• **Exercise instructions**:
In the null model excerpt, which property of the original multigraph is kept during rewiring? Please answer in one sentence.

3.5.2 Generation of the null model

The null model that we use in this case is different from the previous one. Our aim is to estimate how the distribution of in-degrees would be like if the destination of interactions were chosen randomly. We create the random multigraph corresponding to the null model by rewiring the original multigraph. However, we want to keep one property of the original: the distribution of the number of interactions between pairs of vertices. Because of preferences between users such as friendship relations, some pairs of users present repeated interactions. This is not what we want to evaluate with this metric. Instead, we want to measure the concentration of interactions on the global scale, i.e., several different actors interacting with a same one. To eliminate the effect of the repeated messages due to friendship, we rewire all interactions between the same pair of users as a set of interactions between another pair of users.

Our rewiring procedure is therefore defined as the following process: for each set of edges \(s = {e_1,e_2,...,e_x}\) such as \(e_1=e_2=...=e_x=(a,b)\), we replace it by another set of edges \(s'\), such as \(|s'|=|s|\) and \(e'_1=e'_2=...=e'_x=(a,c)\), with \(c \ne a\). Note that the out-degrees of nodes are also preserved.

• **Data listing**:

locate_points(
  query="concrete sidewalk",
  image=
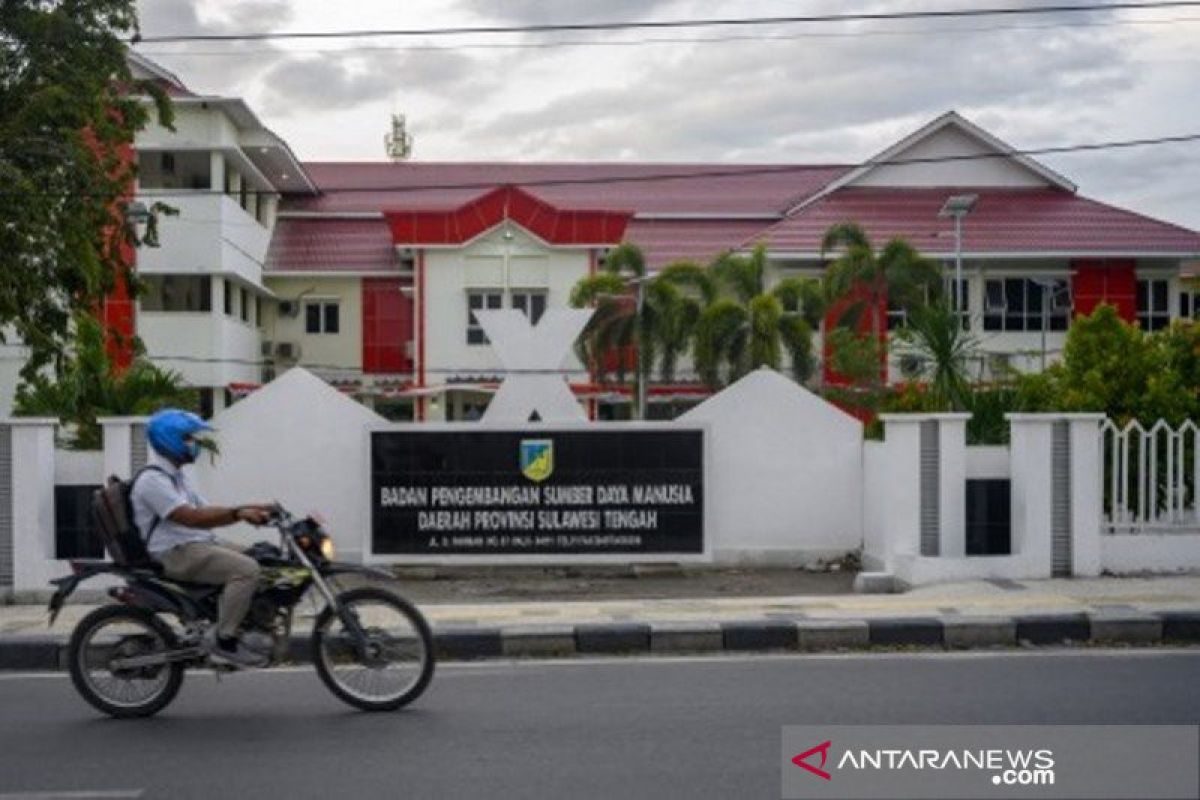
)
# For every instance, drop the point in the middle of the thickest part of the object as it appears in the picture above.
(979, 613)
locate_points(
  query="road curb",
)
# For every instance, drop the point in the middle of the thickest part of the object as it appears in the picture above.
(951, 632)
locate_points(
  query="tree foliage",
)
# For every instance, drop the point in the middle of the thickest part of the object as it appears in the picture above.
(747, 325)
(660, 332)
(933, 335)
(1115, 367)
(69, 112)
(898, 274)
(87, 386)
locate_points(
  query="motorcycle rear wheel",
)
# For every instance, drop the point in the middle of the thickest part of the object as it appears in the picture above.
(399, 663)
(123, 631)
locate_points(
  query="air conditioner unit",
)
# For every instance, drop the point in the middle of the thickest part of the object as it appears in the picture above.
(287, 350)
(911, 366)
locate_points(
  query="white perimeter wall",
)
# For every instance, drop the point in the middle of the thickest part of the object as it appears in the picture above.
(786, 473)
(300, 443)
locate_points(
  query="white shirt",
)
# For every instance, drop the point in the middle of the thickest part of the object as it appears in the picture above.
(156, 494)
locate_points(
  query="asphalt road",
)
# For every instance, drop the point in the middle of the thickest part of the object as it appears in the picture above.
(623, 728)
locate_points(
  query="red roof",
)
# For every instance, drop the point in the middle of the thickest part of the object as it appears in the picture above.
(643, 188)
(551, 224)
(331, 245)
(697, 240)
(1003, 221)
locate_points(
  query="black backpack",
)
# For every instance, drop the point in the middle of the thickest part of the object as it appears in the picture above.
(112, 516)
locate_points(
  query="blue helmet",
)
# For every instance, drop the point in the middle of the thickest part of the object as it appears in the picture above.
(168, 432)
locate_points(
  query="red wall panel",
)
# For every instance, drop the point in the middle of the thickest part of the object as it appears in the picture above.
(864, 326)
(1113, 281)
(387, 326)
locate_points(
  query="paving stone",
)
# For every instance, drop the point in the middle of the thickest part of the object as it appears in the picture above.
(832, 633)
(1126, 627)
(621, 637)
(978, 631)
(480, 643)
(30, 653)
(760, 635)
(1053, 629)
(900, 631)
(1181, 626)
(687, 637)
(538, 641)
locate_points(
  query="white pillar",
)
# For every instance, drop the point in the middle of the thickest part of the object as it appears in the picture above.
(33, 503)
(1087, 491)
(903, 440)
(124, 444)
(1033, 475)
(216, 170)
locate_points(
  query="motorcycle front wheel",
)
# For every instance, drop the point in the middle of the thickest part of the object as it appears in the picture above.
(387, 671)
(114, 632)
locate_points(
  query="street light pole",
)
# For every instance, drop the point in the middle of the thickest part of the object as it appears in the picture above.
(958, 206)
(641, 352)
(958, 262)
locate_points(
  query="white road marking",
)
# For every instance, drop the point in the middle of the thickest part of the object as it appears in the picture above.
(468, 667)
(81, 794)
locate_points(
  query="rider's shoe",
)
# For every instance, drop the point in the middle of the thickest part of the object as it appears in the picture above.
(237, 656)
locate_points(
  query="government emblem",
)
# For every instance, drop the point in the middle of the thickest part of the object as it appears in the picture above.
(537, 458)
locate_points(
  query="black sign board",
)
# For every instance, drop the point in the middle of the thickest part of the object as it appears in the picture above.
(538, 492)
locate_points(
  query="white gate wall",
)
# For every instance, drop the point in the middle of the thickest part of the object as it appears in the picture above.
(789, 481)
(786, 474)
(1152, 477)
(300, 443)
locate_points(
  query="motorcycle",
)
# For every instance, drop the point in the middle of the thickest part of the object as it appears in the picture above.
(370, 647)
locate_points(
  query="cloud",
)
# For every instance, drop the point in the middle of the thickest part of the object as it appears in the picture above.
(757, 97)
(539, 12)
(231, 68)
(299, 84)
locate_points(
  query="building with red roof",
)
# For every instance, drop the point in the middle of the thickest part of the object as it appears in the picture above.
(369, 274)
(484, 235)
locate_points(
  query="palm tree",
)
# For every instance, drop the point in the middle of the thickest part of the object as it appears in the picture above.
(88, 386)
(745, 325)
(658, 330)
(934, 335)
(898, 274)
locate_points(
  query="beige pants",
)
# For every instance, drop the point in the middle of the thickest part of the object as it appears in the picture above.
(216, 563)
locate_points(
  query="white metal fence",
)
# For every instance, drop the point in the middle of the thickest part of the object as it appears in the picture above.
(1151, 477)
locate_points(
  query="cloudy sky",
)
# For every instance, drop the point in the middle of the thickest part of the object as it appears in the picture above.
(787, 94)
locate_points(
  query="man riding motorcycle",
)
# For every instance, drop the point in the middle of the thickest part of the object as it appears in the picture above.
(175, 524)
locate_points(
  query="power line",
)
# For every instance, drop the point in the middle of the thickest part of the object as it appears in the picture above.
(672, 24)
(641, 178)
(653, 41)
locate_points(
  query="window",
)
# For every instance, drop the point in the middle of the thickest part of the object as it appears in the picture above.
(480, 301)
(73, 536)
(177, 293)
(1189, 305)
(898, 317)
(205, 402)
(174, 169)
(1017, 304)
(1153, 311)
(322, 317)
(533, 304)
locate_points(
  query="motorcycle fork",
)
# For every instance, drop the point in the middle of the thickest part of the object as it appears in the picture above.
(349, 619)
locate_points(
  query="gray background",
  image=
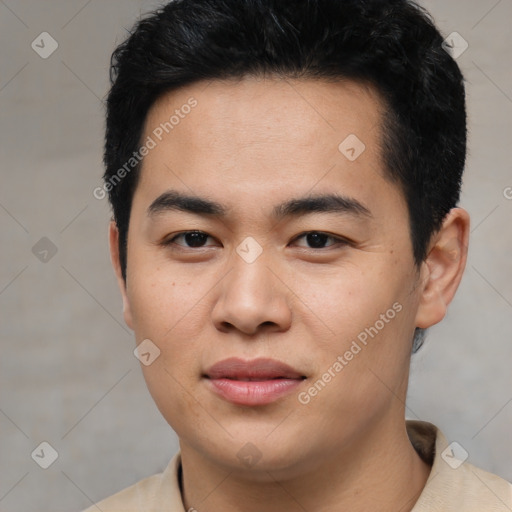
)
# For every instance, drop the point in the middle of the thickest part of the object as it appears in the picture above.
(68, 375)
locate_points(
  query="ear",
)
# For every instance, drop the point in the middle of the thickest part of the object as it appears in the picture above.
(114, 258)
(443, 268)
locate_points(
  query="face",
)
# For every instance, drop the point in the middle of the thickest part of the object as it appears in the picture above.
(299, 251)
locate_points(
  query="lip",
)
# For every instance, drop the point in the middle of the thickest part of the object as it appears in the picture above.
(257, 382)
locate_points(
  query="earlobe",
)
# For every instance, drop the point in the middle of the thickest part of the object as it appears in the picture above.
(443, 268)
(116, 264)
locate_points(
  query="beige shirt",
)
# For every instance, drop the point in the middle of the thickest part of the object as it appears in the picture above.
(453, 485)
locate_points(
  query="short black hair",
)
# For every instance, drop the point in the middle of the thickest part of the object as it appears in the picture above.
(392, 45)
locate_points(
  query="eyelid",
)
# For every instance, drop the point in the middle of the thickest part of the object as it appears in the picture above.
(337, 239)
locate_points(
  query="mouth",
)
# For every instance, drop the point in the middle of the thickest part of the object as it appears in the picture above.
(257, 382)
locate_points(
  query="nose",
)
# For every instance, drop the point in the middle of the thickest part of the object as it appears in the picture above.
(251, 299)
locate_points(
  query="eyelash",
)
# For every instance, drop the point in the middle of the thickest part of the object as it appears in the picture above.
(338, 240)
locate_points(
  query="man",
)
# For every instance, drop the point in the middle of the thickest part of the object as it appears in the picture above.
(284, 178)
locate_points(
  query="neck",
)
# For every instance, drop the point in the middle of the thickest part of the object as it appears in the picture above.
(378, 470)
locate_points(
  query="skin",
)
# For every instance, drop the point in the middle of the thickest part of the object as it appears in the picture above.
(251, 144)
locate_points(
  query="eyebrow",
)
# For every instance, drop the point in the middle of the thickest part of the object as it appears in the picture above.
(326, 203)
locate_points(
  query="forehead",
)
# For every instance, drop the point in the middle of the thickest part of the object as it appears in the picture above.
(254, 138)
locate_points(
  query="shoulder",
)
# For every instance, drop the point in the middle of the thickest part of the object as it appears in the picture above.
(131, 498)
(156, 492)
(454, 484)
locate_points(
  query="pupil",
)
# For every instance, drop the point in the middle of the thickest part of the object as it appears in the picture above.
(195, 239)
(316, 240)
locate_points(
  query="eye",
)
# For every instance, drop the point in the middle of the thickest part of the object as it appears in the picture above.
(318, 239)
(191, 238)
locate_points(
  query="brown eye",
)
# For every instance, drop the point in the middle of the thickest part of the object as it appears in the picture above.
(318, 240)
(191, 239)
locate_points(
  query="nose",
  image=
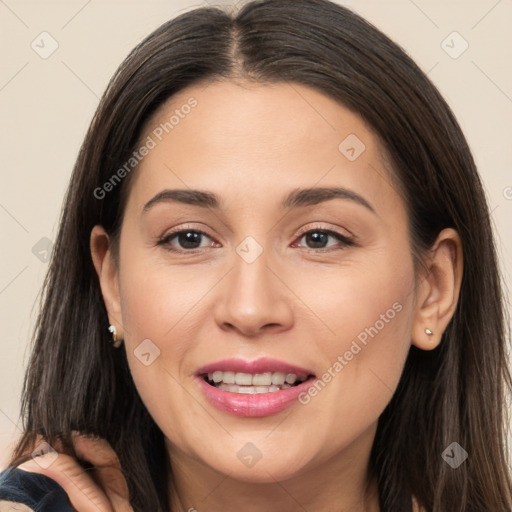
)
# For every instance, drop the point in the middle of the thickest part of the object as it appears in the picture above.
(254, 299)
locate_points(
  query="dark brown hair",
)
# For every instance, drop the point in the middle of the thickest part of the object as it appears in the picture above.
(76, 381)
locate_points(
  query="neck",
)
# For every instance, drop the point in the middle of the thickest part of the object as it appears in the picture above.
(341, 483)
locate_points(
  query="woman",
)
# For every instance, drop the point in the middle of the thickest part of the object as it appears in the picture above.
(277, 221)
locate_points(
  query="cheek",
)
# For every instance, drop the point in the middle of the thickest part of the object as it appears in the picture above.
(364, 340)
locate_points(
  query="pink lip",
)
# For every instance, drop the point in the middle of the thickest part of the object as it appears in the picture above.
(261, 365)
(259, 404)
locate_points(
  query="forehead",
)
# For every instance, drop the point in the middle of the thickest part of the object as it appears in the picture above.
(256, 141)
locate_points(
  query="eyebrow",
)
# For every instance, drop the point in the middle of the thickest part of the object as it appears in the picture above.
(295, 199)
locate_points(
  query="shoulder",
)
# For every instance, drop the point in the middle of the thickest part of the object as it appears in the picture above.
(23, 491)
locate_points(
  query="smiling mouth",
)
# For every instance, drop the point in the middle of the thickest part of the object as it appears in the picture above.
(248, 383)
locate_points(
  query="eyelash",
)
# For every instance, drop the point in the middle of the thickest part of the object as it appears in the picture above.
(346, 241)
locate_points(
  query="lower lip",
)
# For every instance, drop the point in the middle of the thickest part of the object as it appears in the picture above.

• **Finished exercise**:
The distribution of the number of interactions between pairs of vertices is kept.